#### Your goal:
Return each line of the entries that holds the string "foliage".

#### Dataset entries:

»»

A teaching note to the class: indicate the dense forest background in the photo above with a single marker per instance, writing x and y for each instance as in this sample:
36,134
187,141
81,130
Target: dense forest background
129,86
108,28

««
»»

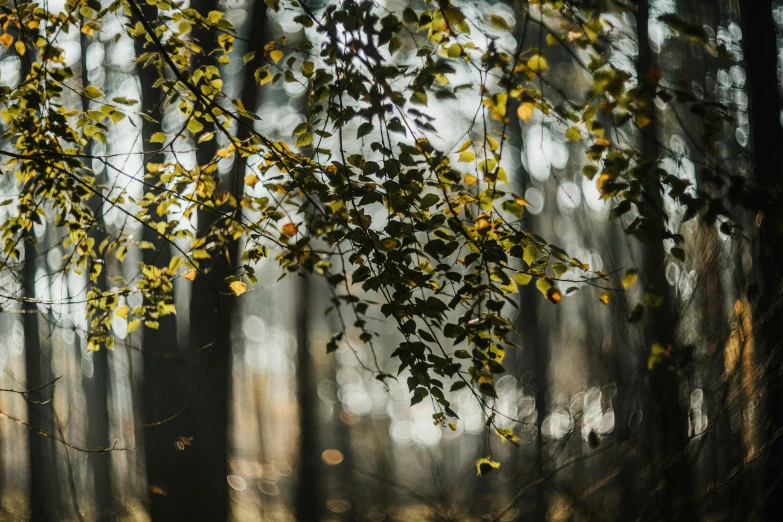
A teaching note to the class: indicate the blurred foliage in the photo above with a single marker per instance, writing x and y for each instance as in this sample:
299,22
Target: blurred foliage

««

#### Finished exercise:
A teaching note to the class: indicate the blurred foliage in the photo above with a single marker per instance, writing x and y for each instance as in this sample:
Target: blurred foliage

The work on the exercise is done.